**REQUISITOS DEL PROBLEMA:** Reescribe todas las líneas de los datos siguientes, peticiones incluidas, y desplaza cada coordenada de las cajas delimitadoras de las respuestas restándole 70.

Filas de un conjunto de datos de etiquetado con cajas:
· · · · · · ·

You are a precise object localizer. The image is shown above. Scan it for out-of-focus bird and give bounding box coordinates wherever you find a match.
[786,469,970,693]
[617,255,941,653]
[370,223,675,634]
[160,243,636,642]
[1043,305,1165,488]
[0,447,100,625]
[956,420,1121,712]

· · · · · · ·

**RESPUESTA DEL EJERCICIO:**
You are a precise object localizer. The image is shown above. Scan it for out-of-focus bird and give bounding box coordinates wherever you find a match.
[716,399,900,623]
[547,185,871,583]
[300,153,605,564]
[90,173,566,572]
[973,235,1095,418]
[-70,377,30,555]
[886,350,1051,642]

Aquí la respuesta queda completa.